_What is expected_: Return the lines of the material below without any change, from the line containing "In this photo, each instance of the camera body" through the end of the material.

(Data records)
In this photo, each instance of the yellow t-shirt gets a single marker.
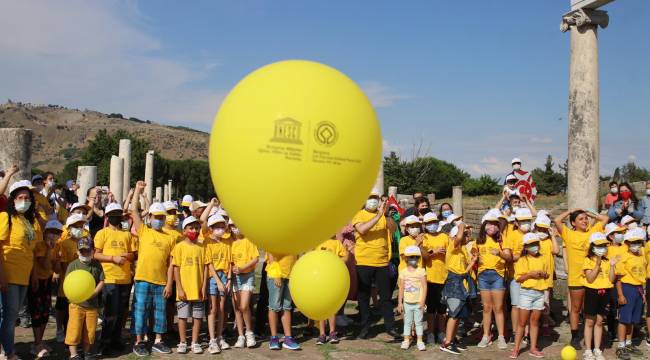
(457, 259)
(243, 251)
(546, 251)
(18, 243)
(413, 289)
(373, 248)
(577, 244)
(281, 266)
(488, 261)
(219, 254)
(602, 280)
(190, 260)
(334, 246)
(435, 266)
(530, 263)
(632, 269)
(42, 272)
(178, 237)
(514, 241)
(115, 243)
(154, 250)
(405, 242)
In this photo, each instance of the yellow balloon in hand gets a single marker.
(294, 152)
(568, 353)
(78, 286)
(319, 284)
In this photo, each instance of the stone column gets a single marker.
(584, 141)
(125, 154)
(86, 179)
(457, 199)
(16, 148)
(148, 175)
(116, 180)
(158, 194)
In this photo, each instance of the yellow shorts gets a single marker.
(82, 324)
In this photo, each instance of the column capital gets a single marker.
(584, 17)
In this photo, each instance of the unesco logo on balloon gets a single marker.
(326, 133)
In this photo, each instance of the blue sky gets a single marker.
(473, 82)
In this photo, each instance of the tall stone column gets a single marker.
(584, 103)
(148, 175)
(86, 179)
(16, 148)
(125, 154)
(116, 179)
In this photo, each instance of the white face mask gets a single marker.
(414, 231)
(372, 204)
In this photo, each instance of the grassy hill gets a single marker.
(59, 133)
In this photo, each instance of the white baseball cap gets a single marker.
(189, 220)
(157, 208)
(214, 219)
(113, 207)
(75, 218)
(22, 184)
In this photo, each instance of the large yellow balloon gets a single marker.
(78, 286)
(568, 353)
(294, 152)
(319, 284)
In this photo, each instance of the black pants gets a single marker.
(380, 276)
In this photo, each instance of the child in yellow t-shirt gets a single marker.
(190, 269)
(335, 246)
(599, 278)
(412, 295)
(531, 271)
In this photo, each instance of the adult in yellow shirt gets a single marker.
(190, 275)
(434, 248)
(491, 277)
(114, 249)
(600, 275)
(372, 253)
(531, 271)
(19, 234)
(575, 245)
(153, 273)
(630, 283)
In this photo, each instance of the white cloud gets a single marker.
(96, 55)
(381, 95)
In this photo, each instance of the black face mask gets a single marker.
(115, 220)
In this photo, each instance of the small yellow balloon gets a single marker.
(568, 353)
(78, 286)
(319, 284)
(298, 142)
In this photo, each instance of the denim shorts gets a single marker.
(214, 289)
(490, 280)
(515, 289)
(279, 297)
(244, 282)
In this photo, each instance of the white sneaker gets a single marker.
(502, 343)
(485, 341)
(598, 354)
(196, 348)
(405, 345)
(250, 339)
(241, 341)
(213, 347)
(223, 344)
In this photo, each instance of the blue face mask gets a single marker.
(157, 224)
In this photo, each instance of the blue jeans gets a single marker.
(12, 300)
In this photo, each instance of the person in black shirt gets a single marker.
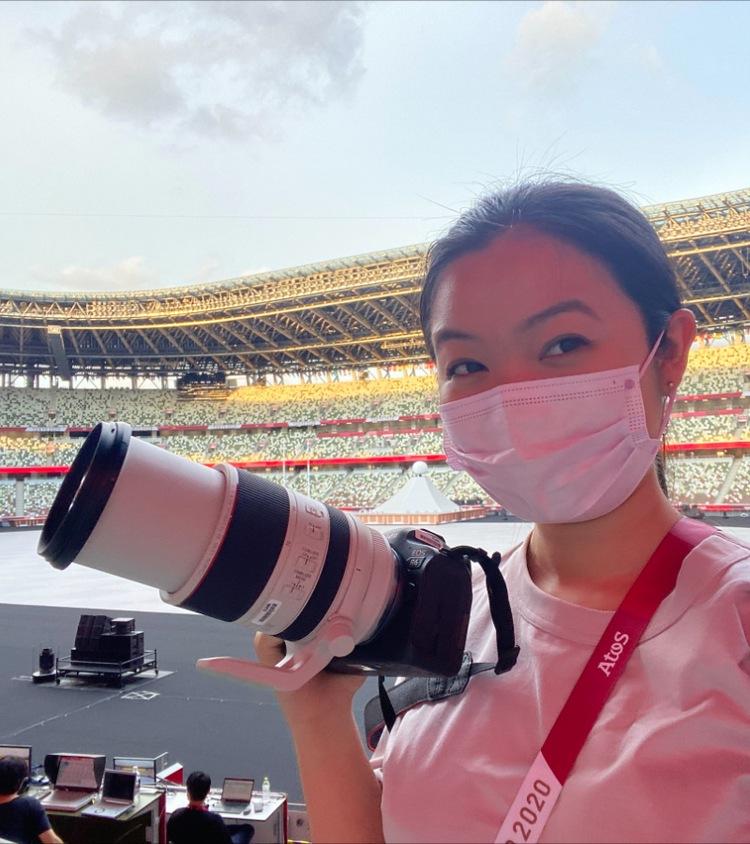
(194, 824)
(22, 819)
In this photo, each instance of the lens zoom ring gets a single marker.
(249, 552)
(329, 582)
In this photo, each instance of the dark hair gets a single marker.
(13, 771)
(595, 220)
(198, 785)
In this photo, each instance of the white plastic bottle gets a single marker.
(266, 791)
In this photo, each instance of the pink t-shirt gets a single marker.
(667, 760)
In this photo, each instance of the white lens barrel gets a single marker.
(160, 519)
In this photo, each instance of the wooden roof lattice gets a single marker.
(352, 312)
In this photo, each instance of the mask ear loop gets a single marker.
(671, 396)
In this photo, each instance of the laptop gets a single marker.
(75, 786)
(236, 796)
(118, 795)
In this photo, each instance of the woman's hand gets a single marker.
(327, 694)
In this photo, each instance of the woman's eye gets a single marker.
(564, 345)
(467, 367)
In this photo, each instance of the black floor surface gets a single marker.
(223, 727)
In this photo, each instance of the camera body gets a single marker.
(228, 544)
(425, 631)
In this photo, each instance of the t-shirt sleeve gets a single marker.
(376, 760)
(222, 832)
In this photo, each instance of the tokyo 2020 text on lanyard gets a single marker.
(541, 788)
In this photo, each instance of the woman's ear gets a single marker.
(673, 360)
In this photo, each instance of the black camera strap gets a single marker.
(382, 711)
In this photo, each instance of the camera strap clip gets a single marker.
(500, 612)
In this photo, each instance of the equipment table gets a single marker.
(142, 823)
(270, 822)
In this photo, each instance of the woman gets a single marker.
(552, 315)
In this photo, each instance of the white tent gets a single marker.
(418, 495)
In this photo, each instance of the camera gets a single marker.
(225, 543)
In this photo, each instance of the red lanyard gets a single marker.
(542, 786)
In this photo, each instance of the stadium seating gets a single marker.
(378, 401)
(739, 492)
(696, 481)
(704, 429)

_Exercise output_:
In this photo, each instance of the camera body gets a single marker.
(228, 544)
(425, 631)
In this photo, each instance of the t-shirt sleeve gets a single marker.
(376, 760)
(222, 832)
In this photo, each instance of the tokyo 2020 text on lanyard gets a single marker.
(541, 788)
In this photo, each instance of the woman's ear gets a single marker.
(673, 360)
In this photo, each instance of the black camera strap gets a single marker.
(382, 711)
In this photo, each instance of the camera strap clip gets a single marker.
(500, 612)
In this photo, each instance of the equipment table gets a single marker.
(142, 823)
(270, 822)
In this photo, each instance of the woman gets a single marker.
(552, 315)
In this photo, each instance of the white tent gets a single marker.
(418, 495)
In this photo, each instance of the camera gets a single marker.
(225, 543)
In this photo, each instance of the red lanyard gets a single marker.
(542, 786)
In this photo, each instance of the stadium seating gets a single marker.
(378, 401)
(739, 492)
(696, 481)
(704, 429)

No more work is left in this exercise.